*CONSIGNE*
Reproduisez fidèlement la partie de l'extrait sur la petite Margot qui commence par les mots contenant « moments difficiles. Moments » et se termine par « Là, elle recrache. ».

*EXTRAIT DU TEXTE*
Margot, nous l’avons compris, c’est cette enfant que connaissent

tous les parents : elle force notre admiration et elle a, malgré

tous les petits soucis des nourrissons, toujours pris son biberon

ou le sein maternel.

Bien sûr, Mademoiselle Margot ou tout autre adorable bambin a

quelquefois ses humeurs, ses agacements, ses caprices, ses petits

moments difficiles. Moments insupportables chez les enfants des

autres si mal élevés, mais de si adorables traits de « son petit

caractère » chez nous.

Petite Margot a ses goûts : elle n’aime pas les brocolis et elle ne

sait pas goûter. Elle sait avaler ou recracher. Là, elle recrache.

Avaler ou recracher :

une dualité à dépasser

Quand Margot avale, elle fusionne totalement, elle accepte la

prise de risque absolue de recevoir ce qu‘on lui propose. Comme

quand d’ailleurs elle fusionne avec maman, s’oubliant totalement

dans les bras aimés, régression douce, ou dans ceux de Papa. Pas

avec l’oncle Bertrand : elle a ses têtes, sourit-on. Elle avale et

elle recrache : elle investit totalement l’autre, s’oublie au point

de ne pas se protéger ou recrache totalement l’autre, au point de

ne lui accorder aucun regard.

Adulte nous goûtons. Enfin, nous aimerions goûter car quand

nous tombons amoureux, nous fusionnons souvent : «Ah mon

âme sœur ! Oh ma moitié, tu es celui/celle que j’attendais, tu es

tout pour moi, ensemble nous sommes une seule âme. »

*MATÉRIEL EXTRAIT*

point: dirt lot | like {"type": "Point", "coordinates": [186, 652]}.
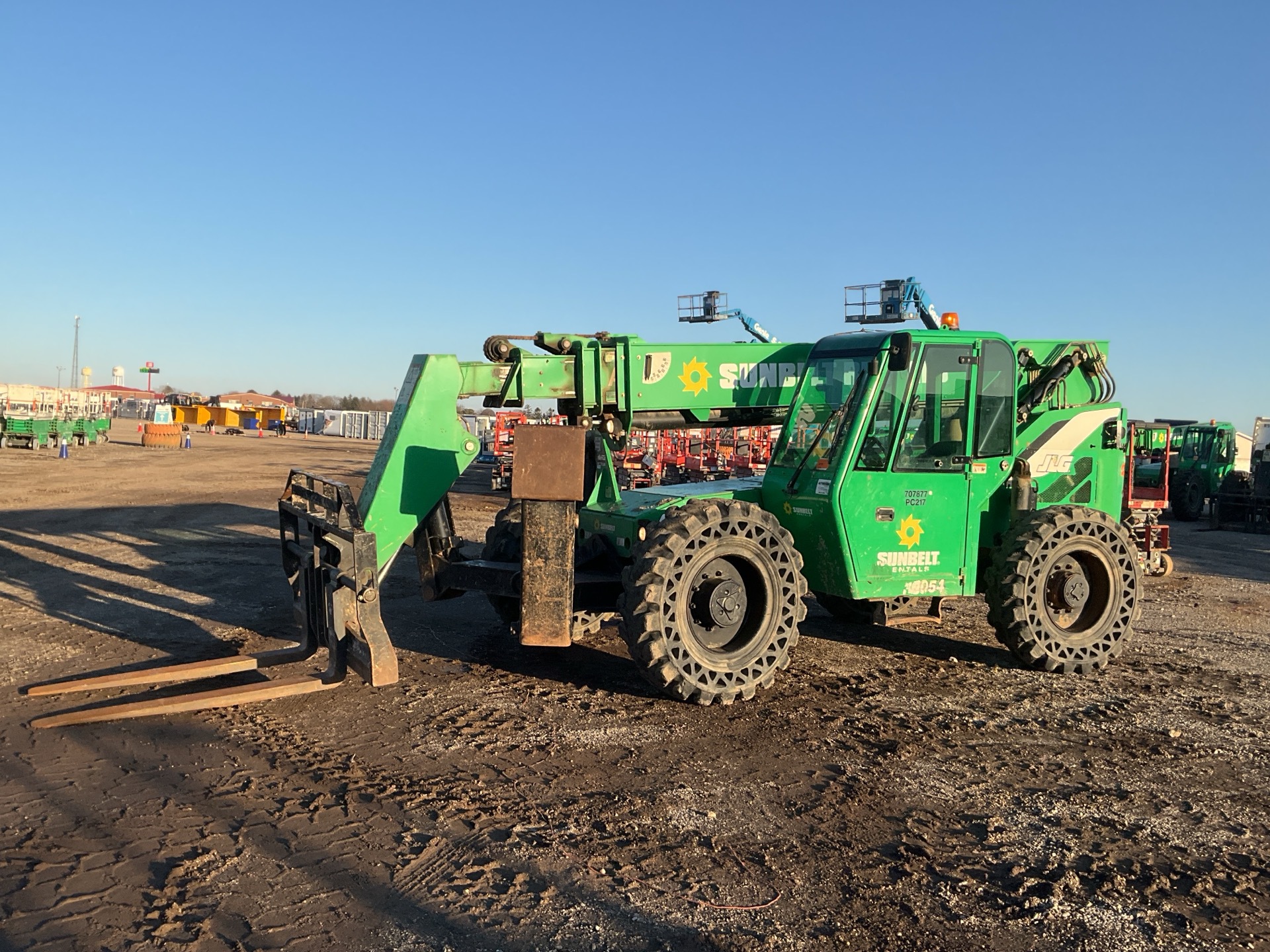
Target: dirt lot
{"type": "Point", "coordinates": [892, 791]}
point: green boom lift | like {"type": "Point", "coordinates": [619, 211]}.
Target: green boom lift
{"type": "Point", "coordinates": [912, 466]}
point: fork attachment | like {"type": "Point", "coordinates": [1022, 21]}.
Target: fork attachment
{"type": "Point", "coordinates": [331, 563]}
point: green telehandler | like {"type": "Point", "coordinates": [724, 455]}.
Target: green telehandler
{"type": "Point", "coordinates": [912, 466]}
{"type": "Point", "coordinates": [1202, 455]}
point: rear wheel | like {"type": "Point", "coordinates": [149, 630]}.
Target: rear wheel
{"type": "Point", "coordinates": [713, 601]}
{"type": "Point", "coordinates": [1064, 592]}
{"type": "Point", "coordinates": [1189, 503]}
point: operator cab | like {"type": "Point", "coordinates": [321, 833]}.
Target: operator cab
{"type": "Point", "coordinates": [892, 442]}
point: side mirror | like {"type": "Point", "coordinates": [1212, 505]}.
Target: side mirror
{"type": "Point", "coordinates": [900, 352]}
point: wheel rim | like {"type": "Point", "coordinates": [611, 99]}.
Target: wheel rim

---

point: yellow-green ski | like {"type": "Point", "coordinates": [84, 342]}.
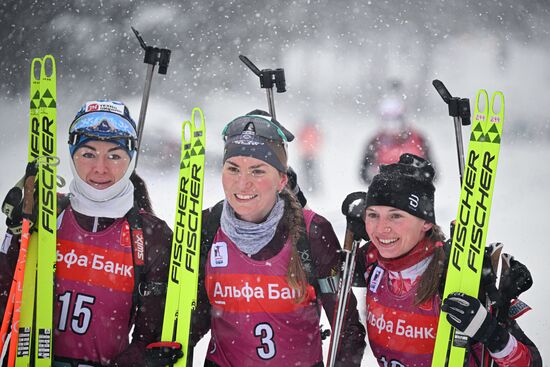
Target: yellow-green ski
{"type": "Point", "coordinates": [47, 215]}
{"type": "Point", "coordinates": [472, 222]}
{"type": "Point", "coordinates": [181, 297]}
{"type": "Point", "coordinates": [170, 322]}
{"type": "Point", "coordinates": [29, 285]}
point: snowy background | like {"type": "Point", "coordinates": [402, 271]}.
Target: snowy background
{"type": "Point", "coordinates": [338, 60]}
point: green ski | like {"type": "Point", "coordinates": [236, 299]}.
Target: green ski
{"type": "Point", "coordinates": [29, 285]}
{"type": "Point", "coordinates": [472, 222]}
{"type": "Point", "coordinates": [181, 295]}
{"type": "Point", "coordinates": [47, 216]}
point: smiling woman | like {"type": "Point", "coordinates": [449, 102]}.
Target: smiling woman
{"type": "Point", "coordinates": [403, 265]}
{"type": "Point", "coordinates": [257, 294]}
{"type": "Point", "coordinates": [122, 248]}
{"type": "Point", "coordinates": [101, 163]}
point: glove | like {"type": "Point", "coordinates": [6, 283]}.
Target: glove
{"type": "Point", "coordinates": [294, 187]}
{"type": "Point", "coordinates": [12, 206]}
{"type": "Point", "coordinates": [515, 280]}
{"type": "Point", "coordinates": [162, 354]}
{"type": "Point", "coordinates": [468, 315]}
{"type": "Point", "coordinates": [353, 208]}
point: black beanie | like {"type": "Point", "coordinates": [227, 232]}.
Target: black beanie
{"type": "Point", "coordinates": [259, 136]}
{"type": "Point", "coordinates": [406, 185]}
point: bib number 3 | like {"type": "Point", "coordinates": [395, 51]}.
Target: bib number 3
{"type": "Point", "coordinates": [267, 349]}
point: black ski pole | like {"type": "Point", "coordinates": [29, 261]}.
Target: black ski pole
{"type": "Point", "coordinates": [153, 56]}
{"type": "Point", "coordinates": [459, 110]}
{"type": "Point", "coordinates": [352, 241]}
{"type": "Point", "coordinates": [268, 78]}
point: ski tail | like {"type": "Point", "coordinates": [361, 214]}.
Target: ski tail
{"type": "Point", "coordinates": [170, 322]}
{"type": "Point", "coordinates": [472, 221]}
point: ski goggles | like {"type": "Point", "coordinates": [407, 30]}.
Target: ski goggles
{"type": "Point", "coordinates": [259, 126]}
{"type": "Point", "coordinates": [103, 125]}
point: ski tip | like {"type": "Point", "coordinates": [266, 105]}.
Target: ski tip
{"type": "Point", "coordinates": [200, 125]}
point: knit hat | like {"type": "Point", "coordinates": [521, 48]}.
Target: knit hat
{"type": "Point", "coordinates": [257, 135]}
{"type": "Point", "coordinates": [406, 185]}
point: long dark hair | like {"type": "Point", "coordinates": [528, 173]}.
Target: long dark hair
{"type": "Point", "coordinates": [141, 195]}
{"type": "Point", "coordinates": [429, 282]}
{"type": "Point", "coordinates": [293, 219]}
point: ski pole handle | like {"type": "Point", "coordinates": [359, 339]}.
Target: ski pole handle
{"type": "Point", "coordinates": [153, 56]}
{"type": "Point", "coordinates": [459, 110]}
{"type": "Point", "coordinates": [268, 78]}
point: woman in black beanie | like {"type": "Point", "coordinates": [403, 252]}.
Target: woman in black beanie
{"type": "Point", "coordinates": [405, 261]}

==

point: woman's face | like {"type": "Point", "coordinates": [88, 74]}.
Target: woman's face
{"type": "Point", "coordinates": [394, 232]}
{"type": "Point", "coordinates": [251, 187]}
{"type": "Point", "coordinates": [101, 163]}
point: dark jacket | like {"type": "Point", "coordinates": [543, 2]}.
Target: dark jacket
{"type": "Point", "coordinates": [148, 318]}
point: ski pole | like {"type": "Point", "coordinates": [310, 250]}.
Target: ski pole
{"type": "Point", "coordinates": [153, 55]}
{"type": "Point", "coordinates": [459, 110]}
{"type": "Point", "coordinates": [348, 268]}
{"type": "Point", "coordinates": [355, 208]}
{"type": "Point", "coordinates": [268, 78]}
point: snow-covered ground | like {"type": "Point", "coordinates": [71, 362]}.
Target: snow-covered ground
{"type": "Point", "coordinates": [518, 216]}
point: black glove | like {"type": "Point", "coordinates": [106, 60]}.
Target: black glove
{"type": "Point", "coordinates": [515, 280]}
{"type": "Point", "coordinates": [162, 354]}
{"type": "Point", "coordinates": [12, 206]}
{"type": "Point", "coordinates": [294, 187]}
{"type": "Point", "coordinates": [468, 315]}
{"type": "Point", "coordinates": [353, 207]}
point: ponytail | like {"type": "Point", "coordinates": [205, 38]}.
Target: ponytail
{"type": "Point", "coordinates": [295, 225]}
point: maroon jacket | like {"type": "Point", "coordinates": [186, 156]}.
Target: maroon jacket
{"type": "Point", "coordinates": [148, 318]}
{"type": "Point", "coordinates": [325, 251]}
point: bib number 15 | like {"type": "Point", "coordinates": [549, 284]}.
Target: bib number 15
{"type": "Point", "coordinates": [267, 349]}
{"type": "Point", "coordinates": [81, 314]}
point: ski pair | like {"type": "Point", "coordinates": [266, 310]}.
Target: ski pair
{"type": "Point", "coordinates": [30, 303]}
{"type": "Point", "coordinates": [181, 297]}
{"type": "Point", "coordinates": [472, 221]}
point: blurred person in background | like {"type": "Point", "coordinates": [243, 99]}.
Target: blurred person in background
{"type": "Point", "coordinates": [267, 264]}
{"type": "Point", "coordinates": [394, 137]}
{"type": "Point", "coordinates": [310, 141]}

*RÉPONSE COMPLÈTE*
moments difficiles. Moments insupportables chez les enfants des

autres si mal élevés, mais de si adorables traits de « son petit

caractère » chez nous.

Petite Margot a ses goûts : elle n’aime pas les brocolis et elle ne

sait pas goûter. Elle sait avaler ou recracher. Là, elle recrache.